───── Dataset entries

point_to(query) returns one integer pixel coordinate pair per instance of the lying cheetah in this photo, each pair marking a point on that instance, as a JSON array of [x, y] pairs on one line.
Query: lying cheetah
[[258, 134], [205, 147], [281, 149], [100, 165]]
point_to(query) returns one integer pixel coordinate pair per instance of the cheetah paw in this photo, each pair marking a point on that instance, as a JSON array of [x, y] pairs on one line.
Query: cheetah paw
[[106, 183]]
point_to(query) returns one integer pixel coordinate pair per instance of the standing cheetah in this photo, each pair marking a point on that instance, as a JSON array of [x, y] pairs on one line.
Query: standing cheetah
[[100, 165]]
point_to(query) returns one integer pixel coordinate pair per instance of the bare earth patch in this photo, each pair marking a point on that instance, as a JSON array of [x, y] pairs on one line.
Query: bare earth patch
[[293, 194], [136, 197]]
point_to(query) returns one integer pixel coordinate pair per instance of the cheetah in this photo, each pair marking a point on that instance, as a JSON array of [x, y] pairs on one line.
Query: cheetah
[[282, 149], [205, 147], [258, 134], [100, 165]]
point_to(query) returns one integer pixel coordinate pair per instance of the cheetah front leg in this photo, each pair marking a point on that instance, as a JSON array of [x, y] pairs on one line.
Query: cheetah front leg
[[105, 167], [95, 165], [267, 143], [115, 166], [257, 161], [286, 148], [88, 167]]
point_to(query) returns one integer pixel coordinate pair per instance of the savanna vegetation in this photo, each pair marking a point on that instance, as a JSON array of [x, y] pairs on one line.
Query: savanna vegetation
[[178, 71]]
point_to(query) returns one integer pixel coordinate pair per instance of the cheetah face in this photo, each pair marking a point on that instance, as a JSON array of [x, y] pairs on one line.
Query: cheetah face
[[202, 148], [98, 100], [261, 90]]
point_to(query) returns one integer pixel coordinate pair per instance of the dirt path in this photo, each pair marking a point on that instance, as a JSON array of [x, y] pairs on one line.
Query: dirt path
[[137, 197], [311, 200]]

──────────

Output the entries above as a Markdown table with columns "Row" and "Text", starting at the line that contains "of the standing" and stopping after the line that contains "[[178, 71]]". Number each line in the Row column, put the line itself in the Text column, and leave out blank lines.

- **In response**
| Row | Text |
|---|---|
| 1 | point_to(query) returns one integer pixel coordinate pair per instance of the standing cheetah in this photo, each pair marking a point on that instance, as a JSON array of [x, y] pairs on one line. |
| 2 | Query: standing cheetah |
| 3 | [[100, 165]] |
| 4 | point_to(query) returns one integer pixel coordinate pair per instance of the bare earth patch in this photo, each pair marking a point on that instance, as a JSON array of [x, y] pairs on one line. |
| 5 | Query: bare earth patch |
| 6 | [[293, 194], [136, 197]] |
| 7 | point_to(query) returns one integer pixel coordinate pair per instance of the cheetah in this photo, each pair marking a point on that instance, as a JSON array of [x, y] pairs on one line. |
| 8 | Query: cheetah |
| 9 | [[282, 149], [205, 147], [258, 134], [100, 165]] |
| 10 | point_to(query) returns one integer pixel coordinate pair per instance of the cheetah front leg in this photo, each pair marking a point on that instance, as a JSON array of [x, y] pairs on one line. |
| 11 | Query: cheetah front leg |
| 12 | [[105, 167], [95, 165], [267, 143], [115, 166], [257, 161], [286, 148], [88, 167]] |
| 13 | point_to(query) returns one integer pixel coordinate pair per instance of the savanna vegetation in this photo, each pair marking a point on that instance, as a JSON array of [x, y] pairs on one line. |
| 14 | Query: savanna vegetation |
| 15 | [[178, 71]] |